■ Work task:
Leave every entry as it is and write the data out in full.

(Exercise data begins)

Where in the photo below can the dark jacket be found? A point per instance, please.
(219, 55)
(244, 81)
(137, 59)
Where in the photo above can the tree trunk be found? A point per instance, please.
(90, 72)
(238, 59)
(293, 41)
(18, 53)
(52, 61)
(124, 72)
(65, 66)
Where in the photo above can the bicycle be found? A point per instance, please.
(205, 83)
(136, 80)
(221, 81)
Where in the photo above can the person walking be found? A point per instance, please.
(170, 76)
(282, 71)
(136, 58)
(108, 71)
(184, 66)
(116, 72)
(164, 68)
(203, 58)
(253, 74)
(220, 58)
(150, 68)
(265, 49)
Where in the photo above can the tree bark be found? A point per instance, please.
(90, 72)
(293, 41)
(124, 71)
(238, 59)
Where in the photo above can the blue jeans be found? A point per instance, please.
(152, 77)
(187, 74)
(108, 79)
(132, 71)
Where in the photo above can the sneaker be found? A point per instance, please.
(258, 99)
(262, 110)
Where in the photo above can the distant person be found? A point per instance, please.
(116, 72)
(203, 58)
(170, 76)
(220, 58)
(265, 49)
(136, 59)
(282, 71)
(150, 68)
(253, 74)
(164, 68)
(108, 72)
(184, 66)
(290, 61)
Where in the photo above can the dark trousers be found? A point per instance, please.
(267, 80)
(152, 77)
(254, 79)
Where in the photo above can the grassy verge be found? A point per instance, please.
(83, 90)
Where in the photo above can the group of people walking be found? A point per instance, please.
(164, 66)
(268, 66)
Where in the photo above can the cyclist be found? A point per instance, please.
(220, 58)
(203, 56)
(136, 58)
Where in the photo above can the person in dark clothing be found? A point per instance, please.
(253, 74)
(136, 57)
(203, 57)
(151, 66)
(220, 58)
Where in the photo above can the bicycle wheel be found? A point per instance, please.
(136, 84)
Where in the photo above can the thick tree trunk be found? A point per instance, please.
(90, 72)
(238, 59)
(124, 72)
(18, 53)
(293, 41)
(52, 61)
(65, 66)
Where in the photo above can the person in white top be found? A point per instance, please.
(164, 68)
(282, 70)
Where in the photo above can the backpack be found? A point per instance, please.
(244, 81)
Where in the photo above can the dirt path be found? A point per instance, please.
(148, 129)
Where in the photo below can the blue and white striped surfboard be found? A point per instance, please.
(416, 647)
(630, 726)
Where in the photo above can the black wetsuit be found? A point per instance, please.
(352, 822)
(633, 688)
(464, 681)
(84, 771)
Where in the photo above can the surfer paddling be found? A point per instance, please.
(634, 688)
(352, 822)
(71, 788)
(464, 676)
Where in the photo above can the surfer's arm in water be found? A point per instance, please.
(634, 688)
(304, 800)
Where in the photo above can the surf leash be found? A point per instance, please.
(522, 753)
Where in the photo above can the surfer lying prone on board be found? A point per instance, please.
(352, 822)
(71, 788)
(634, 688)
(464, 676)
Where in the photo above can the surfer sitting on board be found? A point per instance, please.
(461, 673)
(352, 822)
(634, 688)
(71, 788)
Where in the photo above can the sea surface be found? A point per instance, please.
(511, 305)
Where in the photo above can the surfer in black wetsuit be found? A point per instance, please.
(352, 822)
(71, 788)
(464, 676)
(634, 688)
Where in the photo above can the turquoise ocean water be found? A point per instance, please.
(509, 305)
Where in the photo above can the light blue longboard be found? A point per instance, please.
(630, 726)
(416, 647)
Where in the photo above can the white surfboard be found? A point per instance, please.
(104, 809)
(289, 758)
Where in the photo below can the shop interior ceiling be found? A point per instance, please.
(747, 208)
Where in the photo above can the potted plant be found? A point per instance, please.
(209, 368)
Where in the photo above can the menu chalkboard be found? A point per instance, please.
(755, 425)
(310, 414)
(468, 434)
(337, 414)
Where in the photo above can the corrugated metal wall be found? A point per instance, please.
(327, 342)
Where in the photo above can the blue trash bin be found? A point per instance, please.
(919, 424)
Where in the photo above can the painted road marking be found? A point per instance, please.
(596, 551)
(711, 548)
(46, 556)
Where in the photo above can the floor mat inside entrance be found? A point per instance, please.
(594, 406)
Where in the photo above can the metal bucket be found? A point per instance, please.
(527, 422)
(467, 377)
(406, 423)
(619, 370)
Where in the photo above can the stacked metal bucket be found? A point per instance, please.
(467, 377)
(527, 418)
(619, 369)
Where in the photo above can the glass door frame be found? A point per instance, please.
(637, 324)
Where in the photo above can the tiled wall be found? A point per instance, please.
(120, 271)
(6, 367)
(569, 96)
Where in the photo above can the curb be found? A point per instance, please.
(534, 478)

(Exercise data ends)

■ Output of the exercise:
Where in the photo below can the dark jacket be found? A point per instance, please.
(219, 55)
(244, 81)
(137, 59)
Where in the photo above can the tree trunk be found? A point per instance, please.
(90, 72)
(238, 59)
(293, 41)
(18, 53)
(52, 61)
(124, 72)
(65, 66)
Where in the photo above can the bicycle be found? A point per instance, please.
(205, 83)
(136, 80)
(221, 81)
Where in the photo above can the person walking be found? A point per instance, please.
(170, 76)
(282, 71)
(136, 58)
(108, 71)
(184, 66)
(116, 72)
(164, 68)
(203, 58)
(253, 74)
(220, 58)
(150, 68)
(265, 49)
Where in the photo above can the tree bark be found? A point per instance, please.
(90, 72)
(293, 41)
(124, 71)
(238, 59)
Where in the photo above can the blue jeans be found? A point per instance, please.
(152, 77)
(187, 74)
(108, 79)
(132, 71)
Where in the photo above can the sneaker be found? A point per instance, please.
(258, 99)
(262, 110)
Where in the photo above can the distant person be found? A point per instance, please.
(116, 72)
(203, 58)
(170, 76)
(220, 58)
(265, 49)
(136, 59)
(282, 71)
(150, 68)
(253, 74)
(164, 68)
(108, 72)
(184, 66)
(290, 61)
Where in the photo above can the dark trousers be found? A point per instance, please.
(267, 80)
(152, 77)
(254, 79)
Where in the photo above can the grassy verge be found? A point per instance, please.
(83, 90)
Where in the photo above can the group of people walking be found? A point per instance, please.
(164, 66)
(268, 66)
Where in the photo above can the cyclist be found? A point per instance, please.
(220, 58)
(203, 56)
(136, 58)
Where in the photo above can the person in dark clothing be found? A point per instance, please.
(253, 74)
(136, 57)
(203, 57)
(151, 66)
(220, 58)
Where in the photo above can the bicycle wheel be found? A point per instance, please.
(136, 84)
Where in the photo above can the thick tree trunk be found? A point per instance, please.
(90, 72)
(238, 59)
(124, 72)
(18, 53)
(293, 41)
(52, 61)
(65, 66)
Where in the photo above can the person in white top be found? A point per instance, please.
(164, 68)
(282, 70)
Where in the photo above can the backpack be found? A point per instance, please.
(244, 81)
Where in the photo above can the dirt path be found? A point per instance, please.
(148, 129)
Where in the photo below can the blue and white striped surfboard be found? A point per instance, please.
(416, 647)
(630, 726)
Where in the photo above can the black wetsuit be found? A point per instance, please.
(352, 822)
(633, 688)
(464, 681)
(84, 771)
Where in the photo above can the surfer paddling be found? A point per instance, please.
(634, 688)
(352, 822)
(71, 788)
(464, 676)
Where in the photo above can the surfer's arm in water be found? A point per instance, please.
(634, 688)
(304, 800)
Where in the photo above can the surf leash be found? A point per instance, please.
(522, 753)
Where in the photo above can the surfer lying prone on board be found? A point per instance, please.
(352, 822)
(71, 788)
(634, 688)
(464, 676)
Where in the photo above can the surfer sitting on board be found? A point per instance, please.
(461, 673)
(352, 822)
(634, 688)
(71, 788)
Where in the photo above can the sea surface be found? A point per instance, please.
(511, 305)
Where in the photo above can the surfer in black wetsuit be found? A point per instance, please.
(352, 822)
(71, 788)
(464, 676)
(634, 688)
Where in the photo above can the turquoise ocean water be found? A point per instance, please.
(509, 305)
Where in the photo above can the light blue longboard be found? A point per instance, please.
(630, 726)
(416, 647)
Where in the photo above can the white surfboard be found? A point per instance, please.
(104, 809)
(289, 758)
Where in the photo below can the shop interior ceiling be found? A point per instance, please.
(747, 208)
Where in the photo above can the potted plant be found? A point per instance, please.
(209, 368)
Where in the photo above can the menu chalkboard be found? A point per instance, please.
(755, 425)
(310, 414)
(468, 434)
(337, 414)
Where in the photo above can the corrugated metal wall be found? A point per instance, please.
(327, 342)
Where in the photo above can the blue trash bin be found? A point per instance, please.
(919, 424)
Where in the photo above can the painted road marking be found? A point per instance, please.
(596, 551)
(711, 548)
(46, 556)
Where in the photo above can the floor mat inside entrance be found? A point per instance, please.
(594, 406)
Where in the photo above can the metal bucket be found? A point per instance, please.
(527, 422)
(467, 377)
(406, 423)
(619, 370)
Where in the photo above can the stacked metal bucket be found? A point per instance, please.
(467, 377)
(527, 418)
(619, 369)
Where in the photo above can the glass door frame be found? A point per instance, please.
(637, 324)
Where in the photo above can the tiled wall be found? A point per instance, please.
(120, 271)
(6, 367)
(569, 96)
Where in the photo above can the curb be found? A point per instance, please.
(534, 478)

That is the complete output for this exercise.